## START Article

We all know the story: a young, vibrant new President (Caspar Phillipson) resides in the White House, his brother Robert (Peter Sarsgaard) and close aides navigating through the Cuban missile Crisis and the abortive Bay Of Pigs disaster, before the events of November 22nd, 1963, resonated around the globe. For the first time in modern American history, a president had been assassinated; Kennedy, together with his beautiful wife (Natalie Portman), were riding in a motorcade through the streets of Dallas, when bullets struck the Presidential limousine, fatally wounding him. In the days following the tragedy, Jackie Kennedy watches as her husband’s memory and legacy is debated throughout the land, her grief sullied by factions within the White House who feel a “celebration” of her late husband’s life is too soon. Jackie is interviewed by a journalist (Billy Cruddup) as a way of refining the President’s public perception.
In the three days since I saw Jackie and sat down to type up this review, I’ve slowly come to the conclusion that I just didn’t like it. It’s certainly well acted, sure, with Natalie Portman’s weirdly-accented portrayal of the titular character being as emotionally orchestrated as any among the year’s Academy Award nominations. It’s masterfully crafted as a period piece: from the costuming, the set design, the location photography, everything feels like it’s ripped right out of the 1960’s. By all accounts, Jackie should have been riveting. Instead, I found it flat-out boring. And depressing.
The story of Jacqueline Kennedy is one that almost needs no introduction. As a style and fashion icon of the 60’s, Jackie Kennedy formed one half of the 20th Century’s defining Presidential partnerships of marriage, and despite rumours of JFK’s supposed infidelities, remained loyal to him throughout his life as well as in death. The mythologising and lionising of Kennedy as a great American President came not long after his tragic death, thanks to Jackie’s canny spin-doctoring of his successes within the White House as well as the ideals he held onto whilst living there – the iconography of an American “Camelot”, an enduring legacy crafted carefully in the months and years following Dallas (to say nothing of countless films, books and examinations on the moment) is partly echoed in Jackie’s latter half.

## END Article
## START Records supplied

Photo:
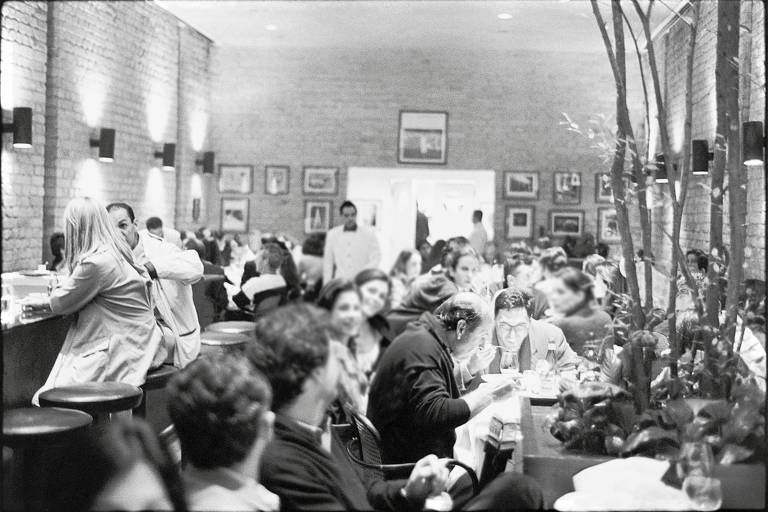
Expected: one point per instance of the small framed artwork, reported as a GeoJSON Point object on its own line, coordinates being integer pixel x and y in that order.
{"type": "Point", "coordinates": [567, 188]}
{"type": "Point", "coordinates": [276, 180]}
{"type": "Point", "coordinates": [317, 216]}
{"type": "Point", "coordinates": [603, 189]}
{"type": "Point", "coordinates": [519, 222]}
{"type": "Point", "coordinates": [521, 184]}
{"type": "Point", "coordinates": [234, 214]}
{"type": "Point", "coordinates": [566, 223]}
{"type": "Point", "coordinates": [321, 180]}
{"type": "Point", "coordinates": [237, 179]}
{"type": "Point", "coordinates": [608, 226]}
{"type": "Point", "coordinates": [422, 137]}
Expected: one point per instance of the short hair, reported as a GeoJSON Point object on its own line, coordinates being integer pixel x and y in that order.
{"type": "Point", "coordinates": [216, 403]}
{"type": "Point", "coordinates": [347, 204]}
{"type": "Point", "coordinates": [291, 342]}
{"type": "Point", "coordinates": [512, 298]}
{"type": "Point", "coordinates": [154, 223]}
{"type": "Point", "coordinates": [124, 206]}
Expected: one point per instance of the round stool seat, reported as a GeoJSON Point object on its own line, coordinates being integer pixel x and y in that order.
{"type": "Point", "coordinates": [159, 377]}
{"type": "Point", "coordinates": [94, 397]}
{"type": "Point", "coordinates": [232, 327]}
{"type": "Point", "coordinates": [42, 426]}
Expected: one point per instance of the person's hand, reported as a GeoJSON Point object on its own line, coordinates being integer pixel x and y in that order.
{"type": "Point", "coordinates": [480, 359]}
{"type": "Point", "coordinates": [428, 478]}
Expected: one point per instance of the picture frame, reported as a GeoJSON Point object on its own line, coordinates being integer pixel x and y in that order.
{"type": "Point", "coordinates": [321, 180]}
{"type": "Point", "coordinates": [519, 222]}
{"type": "Point", "coordinates": [603, 189]}
{"type": "Point", "coordinates": [235, 179]}
{"type": "Point", "coordinates": [521, 184]}
{"type": "Point", "coordinates": [317, 216]}
{"type": "Point", "coordinates": [234, 214]}
{"type": "Point", "coordinates": [566, 223]}
{"type": "Point", "coordinates": [277, 180]}
{"type": "Point", "coordinates": [608, 226]}
{"type": "Point", "coordinates": [422, 137]}
{"type": "Point", "coordinates": [567, 188]}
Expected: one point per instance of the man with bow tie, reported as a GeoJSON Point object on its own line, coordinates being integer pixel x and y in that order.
{"type": "Point", "coordinates": [349, 248]}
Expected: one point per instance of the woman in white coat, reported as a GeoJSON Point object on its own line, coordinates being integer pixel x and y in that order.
{"type": "Point", "coordinates": [114, 336]}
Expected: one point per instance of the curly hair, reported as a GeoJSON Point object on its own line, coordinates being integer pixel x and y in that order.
{"type": "Point", "coordinates": [216, 403]}
{"type": "Point", "coordinates": [291, 342]}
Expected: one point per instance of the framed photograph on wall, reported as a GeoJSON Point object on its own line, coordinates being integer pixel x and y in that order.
{"type": "Point", "coordinates": [566, 223]}
{"type": "Point", "coordinates": [603, 189]}
{"type": "Point", "coordinates": [608, 226]}
{"type": "Point", "coordinates": [521, 184]}
{"type": "Point", "coordinates": [519, 222]}
{"type": "Point", "coordinates": [317, 216]}
{"type": "Point", "coordinates": [234, 214]}
{"type": "Point", "coordinates": [235, 179]}
{"type": "Point", "coordinates": [567, 189]}
{"type": "Point", "coordinates": [422, 137]}
{"type": "Point", "coordinates": [321, 180]}
{"type": "Point", "coordinates": [276, 180]}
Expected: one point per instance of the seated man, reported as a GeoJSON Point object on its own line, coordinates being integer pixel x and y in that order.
{"type": "Point", "coordinates": [301, 464]}
{"type": "Point", "coordinates": [219, 405]}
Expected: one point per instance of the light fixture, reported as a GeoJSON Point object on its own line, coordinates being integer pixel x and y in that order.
{"type": "Point", "coordinates": [752, 142]}
{"type": "Point", "coordinates": [700, 156]}
{"type": "Point", "coordinates": [168, 154]}
{"type": "Point", "coordinates": [21, 127]}
{"type": "Point", "coordinates": [206, 162]}
{"type": "Point", "coordinates": [106, 144]}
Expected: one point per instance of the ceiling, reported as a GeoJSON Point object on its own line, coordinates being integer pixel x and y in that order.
{"type": "Point", "coordinates": [534, 25]}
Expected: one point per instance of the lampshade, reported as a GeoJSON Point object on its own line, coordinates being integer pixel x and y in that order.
{"type": "Point", "coordinates": [753, 143]}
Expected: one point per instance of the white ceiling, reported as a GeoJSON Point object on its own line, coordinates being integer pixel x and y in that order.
{"type": "Point", "coordinates": [537, 25]}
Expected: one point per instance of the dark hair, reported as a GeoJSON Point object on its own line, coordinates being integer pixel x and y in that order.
{"type": "Point", "coordinates": [216, 403]}
{"type": "Point", "coordinates": [512, 298]}
{"type": "Point", "coordinates": [291, 342]}
{"type": "Point", "coordinates": [331, 291]}
{"type": "Point", "coordinates": [124, 206]}
{"type": "Point", "coordinates": [347, 204]}
{"type": "Point", "coordinates": [154, 223]}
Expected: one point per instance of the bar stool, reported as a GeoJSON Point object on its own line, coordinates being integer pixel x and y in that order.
{"type": "Point", "coordinates": [36, 436]}
{"type": "Point", "coordinates": [99, 399]}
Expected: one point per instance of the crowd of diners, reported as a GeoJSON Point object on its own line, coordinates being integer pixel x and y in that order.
{"type": "Point", "coordinates": [406, 348]}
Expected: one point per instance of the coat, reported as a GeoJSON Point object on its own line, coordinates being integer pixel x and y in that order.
{"type": "Point", "coordinates": [114, 336]}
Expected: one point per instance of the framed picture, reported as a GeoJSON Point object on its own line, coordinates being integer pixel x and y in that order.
{"type": "Point", "coordinates": [521, 184]}
{"type": "Point", "coordinates": [519, 222]}
{"type": "Point", "coordinates": [607, 226]}
{"type": "Point", "coordinates": [567, 188]}
{"type": "Point", "coordinates": [321, 180]}
{"type": "Point", "coordinates": [423, 137]}
{"type": "Point", "coordinates": [603, 190]}
{"type": "Point", "coordinates": [234, 214]}
{"type": "Point", "coordinates": [276, 180]}
{"type": "Point", "coordinates": [317, 216]}
{"type": "Point", "coordinates": [237, 179]}
{"type": "Point", "coordinates": [566, 223]}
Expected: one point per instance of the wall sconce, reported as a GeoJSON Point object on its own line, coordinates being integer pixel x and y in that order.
{"type": "Point", "coordinates": [206, 162]}
{"type": "Point", "coordinates": [700, 155]}
{"type": "Point", "coordinates": [168, 154]}
{"type": "Point", "coordinates": [21, 127]}
{"type": "Point", "coordinates": [106, 144]}
{"type": "Point", "coordinates": [753, 142]}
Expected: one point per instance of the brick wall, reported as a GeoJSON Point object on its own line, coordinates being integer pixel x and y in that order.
{"type": "Point", "coordinates": [130, 66]}
{"type": "Point", "coordinates": [339, 107]}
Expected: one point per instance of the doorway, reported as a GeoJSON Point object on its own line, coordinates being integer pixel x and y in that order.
{"type": "Point", "coordinates": [387, 197]}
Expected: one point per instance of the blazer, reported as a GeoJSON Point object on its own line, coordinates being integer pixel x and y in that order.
{"type": "Point", "coordinates": [114, 336]}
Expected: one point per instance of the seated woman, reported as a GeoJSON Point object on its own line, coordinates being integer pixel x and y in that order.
{"type": "Point", "coordinates": [116, 336]}
{"type": "Point", "coordinates": [407, 267]}
{"type": "Point", "coordinates": [578, 314]}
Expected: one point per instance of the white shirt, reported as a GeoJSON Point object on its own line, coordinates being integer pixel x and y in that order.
{"type": "Point", "coordinates": [349, 252]}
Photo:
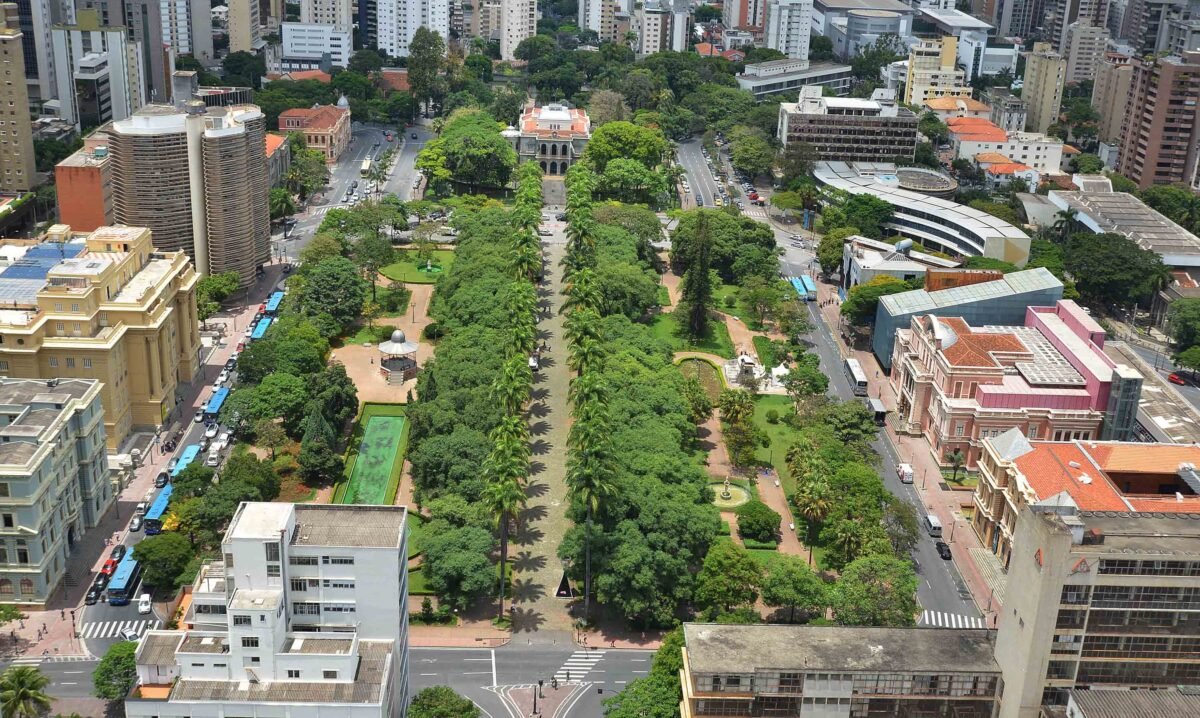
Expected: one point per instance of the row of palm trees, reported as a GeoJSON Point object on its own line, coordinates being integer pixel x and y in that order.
{"type": "Point", "coordinates": [507, 467]}
{"type": "Point", "coordinates": [589, 464]}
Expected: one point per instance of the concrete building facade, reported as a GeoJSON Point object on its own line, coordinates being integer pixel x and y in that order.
{"type": "Point", "coordinates": [313, 621]}
{"type": "Point", "coordinates": [108, 306]}
{"type": "Point", "coordinates": [1161, 135]}
{"type": "Point", "coordinates": [54, 479]}
{"type": "Point", "coordinates": [1045, 73]}
{"type": "Point", "coordinates": [847, 130]}
{"type": "Point", "coordinates": [17, 160]}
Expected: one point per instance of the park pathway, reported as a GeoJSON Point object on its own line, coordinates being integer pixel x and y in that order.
{"type": "Point", "coordinates": [537, 614]}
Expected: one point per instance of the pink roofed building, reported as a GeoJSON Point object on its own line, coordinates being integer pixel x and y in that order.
{"type": "Point", "coordinates": [959, 384]}
{"type": "Point", "coordinates": [552, 135]}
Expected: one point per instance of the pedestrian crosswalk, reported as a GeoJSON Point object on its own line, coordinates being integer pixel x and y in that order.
{"type": "Point", "coordinates": [112, 629]}
{"type": "Point", "coordinates": [943, 620]}
{"type": "Point", "coordinates": [579, 665]}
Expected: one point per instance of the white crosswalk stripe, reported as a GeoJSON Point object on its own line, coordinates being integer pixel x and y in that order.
{"type": "Point", "coordinates": [945, 620]}
{"type": "Point", "coordinates": [111, 629]}
{"type": "Point", "coordinates": [579, 665]}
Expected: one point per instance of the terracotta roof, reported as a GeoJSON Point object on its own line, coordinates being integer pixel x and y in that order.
{"type": "Point", "coordinates": [993, 157]}
{"type": "Point", "coordinates": [274, 142]}
{"type": "Point", "coordinates": [324, 117]}
{"type": "Point", "coordinates": [1008, 168]}
{"type": "Point", "coordinates": [396, 78]}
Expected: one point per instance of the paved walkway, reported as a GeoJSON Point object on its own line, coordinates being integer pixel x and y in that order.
{"type": "Point", "coordinates": [534, 550]}
{"type": "Point", "coordinates": [945, 503]}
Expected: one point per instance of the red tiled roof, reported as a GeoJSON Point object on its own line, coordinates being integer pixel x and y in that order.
{"type": "Point", "coordinates": [324, 117]}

## END Records supplied

→ **Goal 1**
Rewrite the part of the entries that opens with the line containing "Expected: one point per instance of the pedestrian" and runs to the end of the entries, swapping "GeoJSON Point object" for "GeoJSON geometry" and keeping everything else the same.
→ **Goal 2**
Pick up the review of the film Jackie right after its last sentence and keep writing.
The film review and the entries have nothing to do with each other.

→ **Right answer 1**
Expected: one point per instance of the pedestrian crosswalk, reported as a GeoJSON geometry on its own line, coordinates being integer pixel x and y in that order.
{"type": "Point", "coordinates": [112, 629]}
{"type": "Point", "coordinates": [943, 620]}
{"type": "Point", "coordinates": [579, 665]}
Expected: one point per instance of the white crosswalk stripe, reported as a GeoJSON geometry on its own line, coordinates being integer pixel x and y in that order.
{"type": "Point", "coordinates": [945, 620]}
{"type": "Point", "coordinates": [111, 629]}
{"type": "Point", "coordinates": [579, 665]}
Expected: one point per instance of the terracotta roof, reported as a GeoJSON geometry on its own line, coordinates being integer pixel x and y in that order.
{"type": "Point", "coordinates": [993, 157]}
{"type": "Point", "coordinates": [274, 142]}
{"type": "Point", "coordinates": [324, 117]}
{"type": "Point", "coordinates": [1008, 168]}
{"type": "Point", "coordinates": [396, 78]}
Expected: one point per instance of the paved walkway, reported as a GeoJSON geometry on its own line, coordinates being integer pixel x and y in that order.
{"type": "Point", "coordinates": [534, 550]}
{"type": "Point", "coordinates": [945, 503]}
Expected: one point per instance of the red tiled roof, reported as a GeoJSON geometry on its own line, coordinates being integer pixel x and y in that order.
{"type": "Point", "coordinates": [324, 117]}

→ **Right answer 2**
Natalie Portman’s performance as Jackie is excellent, imbuing the recently bereaved woman with a fragility and underplayed authority valiantly struggling to control the tides of destiny. Portman’s clipped enunciation might be accurate to Jackie Kennedy’s natural delivery, but hell if it isn’t distracting considering we all know how Portman talks normally. Sadly, you can see Portman “acting” her ass off, rather than inhabiting the role like a chameleon, and this up-front performance makes Jackie a little too like performance art than cinema. When a film hinges so heavily on a single actor, it requires deft skill to achieve something that doesn’t feel like a one-man show, and I felt Portman and Jackie didn’t quite achieve it.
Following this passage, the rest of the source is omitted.